What the task asks: Transcribe the pediatric pharmacogenetics passage from "Abbreviations: CPIC, Clinical" to "UM, ultrarapid metabolizer.".

Document section:
***

Abbreviations: CPIC, Clinical Pharmacogenomics Implementation Consortium; IM, intermediate metabolizer; NM, normal metabolizer; NSAID, nonsteroidal anti-inflammatory drug; PM, poor metabolizer; RM, rapid metabolizer; SSRI, selective serotonin reuptake inhibitor; UM, ultrarapid metabolizer.

The additional references for Table 3 can be found in Appendix B.

Guidelines and consensus documents published by other groups and organizations, such as the Dutch Pharmacogenetics Working Group and the Spanish Society of Pharmacogenetics and Pharmacogenomics do not systematically include an assessment of the usefulness in the pediatric population. At present, they only include specific pediatric dosing information for atomoxetine due to the specific use of this drug in the treatment of attention-deficit/hyperactivity disorder.7,8

Recommendations for drugs commonly used in pediatric care

We now proceed to a more detailed description of the drug-gene pairs for which CPIC guidelines are available and which are considered most relevant in pediatrics based on the current evidence and the frequent use of the corresponding drug in the pediatric population, following consultation with a group of experts that included pediatricians and hospital-based pediatric pharmacists.

Proton pump inhibitors-CYP2C19 gene

Proton pump inhibitors (PPIs) are frequently used in the pediatric population for conditions such as reflux esophagitis, gastroesophageal reflux disease, and duodenal ulcer caused by Helicobacter pylori. In addition, its use is increasingly widespread in this population for other indications that are not authorized in the SmPC.9 Most PPIs are mainly metabolized by CYP2C19.4 The activity of CYP2C19 is very low in the early months of life, so the clearance of PPIs in preterm infants and term infants aged less than 2 or 3 months is lower compared to the adult population.10 In children aged more than 1 year, there is growing evidence that certain CYP2C19 variants affect the pharmacokinetics and response to PPIs,11,12 as is the case in the adult population. The CYP2C19 ultrarapid metabolizer (UM) and rapid metabolizer (RM) phenotypes are associated with lower plasma concentrations and a poorer response to treatment compared to the normal metabolizer (NM) phenotype. On the other hand, the poor metabolizer (PM) phenotype is associated with higher plasma concentrations compared the NM phenotype, in addition to an increased risk of drug toxicity. It is recommended that treatment be optimized based on the pharmacogenetic profile in patients aged more than 1 year, increasing the dose for treating ulcers in UMs and RMs, and considering a reduction in prolonged regimens for PMs from age 2 to 3 months13 (Table 3).

Abacavir, allopurinol, carbamazepine, oxcarbazepine and phenytoin-HLA-A and HLA-B genes

HLA-A and HLA-B are genes that are part of the human major histocompatibility complex (human leukocyte antigen [HLA]) of the immune system and are highly polymorphic due to the need to present a broad range of peptides for immune recognition.14 Some alleles of these genes have been associated with T-cell-mediated hypersensitivity reactions and serious adverse skin reactions, including Stevens-Johnson syndrome, toxic epidermal necrolysis, drug-induced hypersensitivity reaction with eosinophilia and systemic symptoms, and acute generalized exanthematous pustulosis following administration of certain drugs, especially in certain ethnic groups.15,16 Among them, the HLA-B*57:01 allele is associated with hypersensitivity reactions following administration of abacavir, a nucleoside reverse transcriptase inhibitor, so testing of all candidates for treatment with this drug is recommended before treatment initiation, in addition to the use of alternative drugs if the test is positive.

***

Excerpted data:
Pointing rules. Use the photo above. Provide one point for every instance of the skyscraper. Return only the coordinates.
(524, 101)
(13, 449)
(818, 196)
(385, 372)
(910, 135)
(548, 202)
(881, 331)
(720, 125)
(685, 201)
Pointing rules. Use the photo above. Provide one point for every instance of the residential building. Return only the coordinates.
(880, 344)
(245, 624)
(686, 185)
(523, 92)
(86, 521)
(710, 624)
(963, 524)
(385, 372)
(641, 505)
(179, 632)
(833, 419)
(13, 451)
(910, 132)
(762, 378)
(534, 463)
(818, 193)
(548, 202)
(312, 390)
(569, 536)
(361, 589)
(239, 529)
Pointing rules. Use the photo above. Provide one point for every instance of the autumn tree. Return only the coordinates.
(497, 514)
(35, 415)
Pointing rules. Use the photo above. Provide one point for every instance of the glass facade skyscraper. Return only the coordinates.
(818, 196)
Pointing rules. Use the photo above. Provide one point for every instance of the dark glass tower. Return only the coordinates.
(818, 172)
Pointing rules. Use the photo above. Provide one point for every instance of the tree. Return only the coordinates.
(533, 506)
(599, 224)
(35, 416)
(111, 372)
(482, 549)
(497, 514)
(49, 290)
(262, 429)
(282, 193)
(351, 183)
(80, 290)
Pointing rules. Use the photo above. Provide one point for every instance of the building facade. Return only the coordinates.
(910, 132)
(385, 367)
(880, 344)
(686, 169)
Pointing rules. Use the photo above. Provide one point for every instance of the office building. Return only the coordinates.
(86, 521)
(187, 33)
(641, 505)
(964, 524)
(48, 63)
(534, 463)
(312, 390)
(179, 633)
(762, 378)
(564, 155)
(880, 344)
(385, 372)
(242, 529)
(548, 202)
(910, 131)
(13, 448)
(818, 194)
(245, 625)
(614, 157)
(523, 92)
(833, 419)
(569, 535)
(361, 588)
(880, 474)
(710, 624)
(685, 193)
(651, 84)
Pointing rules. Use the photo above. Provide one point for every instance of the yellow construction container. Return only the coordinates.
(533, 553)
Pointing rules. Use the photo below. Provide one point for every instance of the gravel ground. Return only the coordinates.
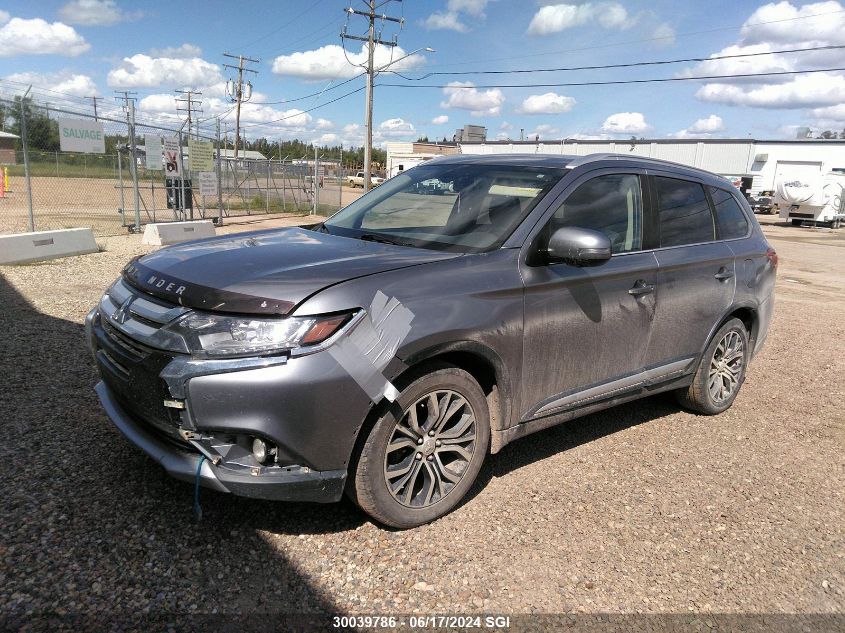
(642, 508)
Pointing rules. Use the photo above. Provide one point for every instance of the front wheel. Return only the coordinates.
(422, 456)
(721, 371)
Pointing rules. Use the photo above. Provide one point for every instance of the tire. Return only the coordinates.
(382, 481)
(730, 340)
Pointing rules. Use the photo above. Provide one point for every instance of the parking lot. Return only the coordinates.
(641, 508)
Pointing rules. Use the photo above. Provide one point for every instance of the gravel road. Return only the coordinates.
(642, 508)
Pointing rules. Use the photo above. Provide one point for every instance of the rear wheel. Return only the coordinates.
(422, 456)
(721, 371)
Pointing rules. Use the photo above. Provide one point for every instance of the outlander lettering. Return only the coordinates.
(461, 305)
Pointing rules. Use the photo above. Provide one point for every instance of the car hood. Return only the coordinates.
(264, 272)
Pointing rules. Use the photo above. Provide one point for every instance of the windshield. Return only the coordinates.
(458, 207)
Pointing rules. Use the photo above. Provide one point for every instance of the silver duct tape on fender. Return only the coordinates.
(368, 349)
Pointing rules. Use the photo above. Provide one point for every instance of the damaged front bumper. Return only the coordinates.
(295, 483)
(178, 409)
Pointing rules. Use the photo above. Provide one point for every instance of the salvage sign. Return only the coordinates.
(80, 135)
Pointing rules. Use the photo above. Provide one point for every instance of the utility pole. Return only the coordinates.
(129, 106)
(238, 91)
(371, 39)
(95, 99)
(192, 107)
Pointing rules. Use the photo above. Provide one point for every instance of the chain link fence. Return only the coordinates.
(123, 189)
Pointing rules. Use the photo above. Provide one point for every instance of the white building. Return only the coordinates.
(753, 165)
(402, 156)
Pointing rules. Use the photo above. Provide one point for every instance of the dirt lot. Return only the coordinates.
(642, 508)
(62, 203)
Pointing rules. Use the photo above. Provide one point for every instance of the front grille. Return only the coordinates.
(137, 350)
(131, 367)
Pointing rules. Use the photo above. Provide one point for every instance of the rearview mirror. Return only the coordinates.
(581, 247)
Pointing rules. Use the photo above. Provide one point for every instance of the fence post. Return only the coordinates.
(340, 180)
(133, 165)
(25, 142)
(120, 178)
(182, 180)
(219, 177)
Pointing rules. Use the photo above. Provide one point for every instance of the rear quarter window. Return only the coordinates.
(730, 219)
(685, 216)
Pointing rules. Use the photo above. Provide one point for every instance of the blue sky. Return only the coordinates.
(69, 49)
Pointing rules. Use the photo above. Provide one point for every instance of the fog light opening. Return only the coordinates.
(263, 451)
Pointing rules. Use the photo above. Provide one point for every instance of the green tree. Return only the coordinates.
(42, 132)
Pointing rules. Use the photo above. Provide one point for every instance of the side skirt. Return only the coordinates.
(539, 424)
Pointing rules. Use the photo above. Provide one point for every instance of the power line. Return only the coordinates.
(192, 106)
(238, 91)
(619, 82)
(627, 65)
(371, 39)
(638, 41)
(301, 112)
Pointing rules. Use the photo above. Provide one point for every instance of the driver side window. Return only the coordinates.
(611, 204)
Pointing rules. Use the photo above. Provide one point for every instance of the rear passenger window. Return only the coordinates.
(685, 216)
(611, 204)
(729, 216)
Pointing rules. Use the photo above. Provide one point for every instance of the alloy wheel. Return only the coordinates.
(430, 449)
(726, 367)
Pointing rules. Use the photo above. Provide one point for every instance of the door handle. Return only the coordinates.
(641, 288)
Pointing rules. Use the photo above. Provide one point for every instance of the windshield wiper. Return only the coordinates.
(383, 239)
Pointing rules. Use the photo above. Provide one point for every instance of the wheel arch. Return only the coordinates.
(745, 312)
(484, 365)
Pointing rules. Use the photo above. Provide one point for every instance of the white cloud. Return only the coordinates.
(805, 91)
(702, 128)
(776, 26)
(396, 127)
(625, 123)
(65, 82)
(548, 103)
(559, 17)
(830, 113)
(544, 130)
(39, 37)
(185, 51)
(784, 23)
(95, 13)
(329, 62)
(143, 71)
(158, 103)
(446, 21)
(470, 7)
(713, 123)
(665, 34)
(327, 139)
(464, 96)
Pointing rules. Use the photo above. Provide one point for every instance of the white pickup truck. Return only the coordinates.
(358, 180)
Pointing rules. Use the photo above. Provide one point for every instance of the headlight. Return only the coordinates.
(217, 335)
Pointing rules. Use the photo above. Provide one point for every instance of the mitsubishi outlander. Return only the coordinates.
(387, 351)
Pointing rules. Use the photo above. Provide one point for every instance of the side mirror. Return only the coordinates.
(581, 247)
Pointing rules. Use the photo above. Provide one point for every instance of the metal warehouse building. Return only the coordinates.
(752, 165)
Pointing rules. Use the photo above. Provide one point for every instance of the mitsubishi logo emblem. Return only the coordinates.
(119, 315)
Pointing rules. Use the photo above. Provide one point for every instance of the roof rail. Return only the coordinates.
(592, 158)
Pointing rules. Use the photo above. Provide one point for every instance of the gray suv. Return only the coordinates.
(461, 305)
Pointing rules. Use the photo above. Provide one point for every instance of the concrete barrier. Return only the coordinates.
(22, 248)
(165, 233)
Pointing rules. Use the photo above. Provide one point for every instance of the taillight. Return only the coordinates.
(772, 256)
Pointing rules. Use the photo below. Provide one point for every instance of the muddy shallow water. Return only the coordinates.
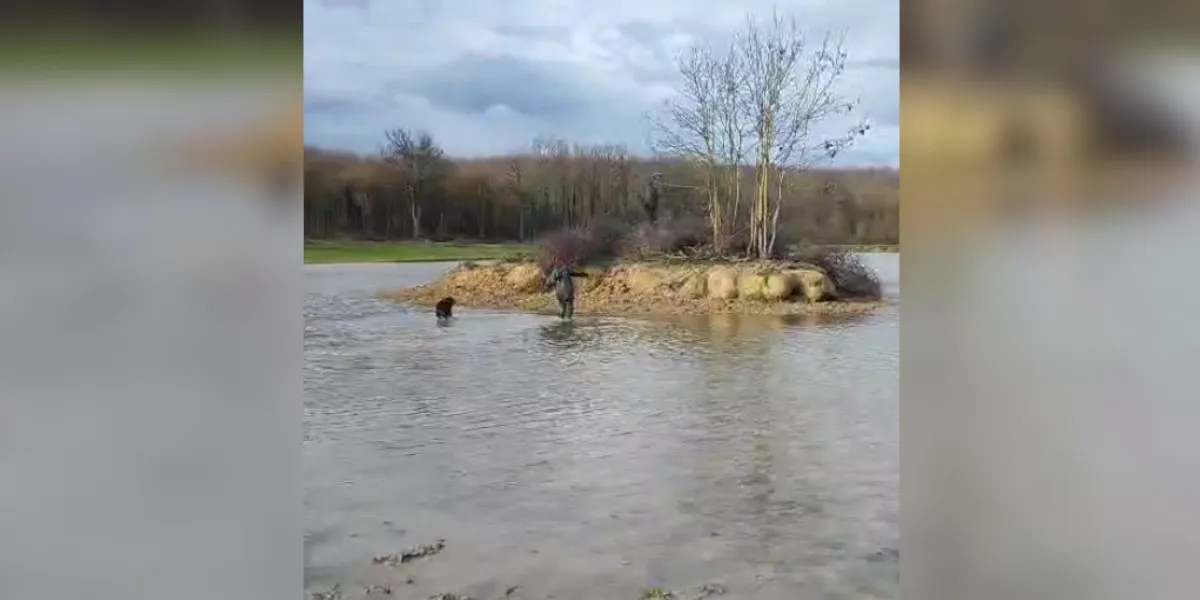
(598, 457)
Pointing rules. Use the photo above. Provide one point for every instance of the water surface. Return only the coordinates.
(597, 457)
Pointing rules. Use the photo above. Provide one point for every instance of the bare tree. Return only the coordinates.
(421, 163)
(690, 129)
(789, 91)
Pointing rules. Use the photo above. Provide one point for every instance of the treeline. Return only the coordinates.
(412, 190)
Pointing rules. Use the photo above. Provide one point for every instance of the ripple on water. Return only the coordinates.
(761, 454)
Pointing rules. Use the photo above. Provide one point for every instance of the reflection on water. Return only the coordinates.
(597, 456)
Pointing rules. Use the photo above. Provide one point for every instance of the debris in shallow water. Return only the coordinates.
(334, 593)
(708, 589)
(697, 593)
(425, 550)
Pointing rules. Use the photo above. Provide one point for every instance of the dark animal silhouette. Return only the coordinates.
(444, 309)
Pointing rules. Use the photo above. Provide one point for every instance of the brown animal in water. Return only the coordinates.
(444, 307)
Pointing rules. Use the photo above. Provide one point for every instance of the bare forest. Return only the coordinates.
(738, 167)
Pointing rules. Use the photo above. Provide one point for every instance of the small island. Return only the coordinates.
(799, 281)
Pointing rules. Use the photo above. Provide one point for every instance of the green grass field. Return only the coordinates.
(174, 53)
(408, 252)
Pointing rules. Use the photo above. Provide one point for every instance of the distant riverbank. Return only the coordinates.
(325, 252)
(321, 252)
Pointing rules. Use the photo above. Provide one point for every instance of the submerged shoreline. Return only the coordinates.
(689, 288)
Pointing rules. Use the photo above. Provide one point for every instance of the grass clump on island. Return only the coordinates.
(663, 269)
(409, 252)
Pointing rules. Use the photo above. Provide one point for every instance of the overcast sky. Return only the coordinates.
(487, 76)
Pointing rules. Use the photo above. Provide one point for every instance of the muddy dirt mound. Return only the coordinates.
(687, 288)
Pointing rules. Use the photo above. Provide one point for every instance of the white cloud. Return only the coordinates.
(487, 77)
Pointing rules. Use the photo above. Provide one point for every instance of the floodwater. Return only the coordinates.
(599, 457)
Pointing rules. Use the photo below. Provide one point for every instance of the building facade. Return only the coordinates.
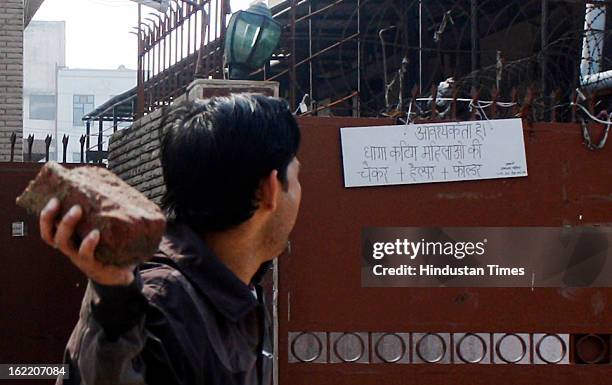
(57, 97)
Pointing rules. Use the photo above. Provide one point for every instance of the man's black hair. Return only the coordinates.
(216, 153)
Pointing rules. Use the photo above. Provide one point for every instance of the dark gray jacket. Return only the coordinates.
(186, 319)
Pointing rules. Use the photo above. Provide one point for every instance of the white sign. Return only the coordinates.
(433, 152)
(160, 5)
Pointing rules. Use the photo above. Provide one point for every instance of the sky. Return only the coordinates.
(97, 31)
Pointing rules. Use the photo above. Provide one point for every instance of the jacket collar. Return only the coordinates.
(201, 266)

***

Answer for this exercise:
Abbreviations: CPIC, Clinical Pharmacogenomics Implementation Consortium; IM, intermediate metabolizer; NM, normal metabolizer; NSAID, nonsteroidal anti-inflammatory drug; PM, poor metabolizer; RM, rapid metabolizer; SSRI, selective serotonin reuptake inhibitor; UM, ultrarapid metabolizer.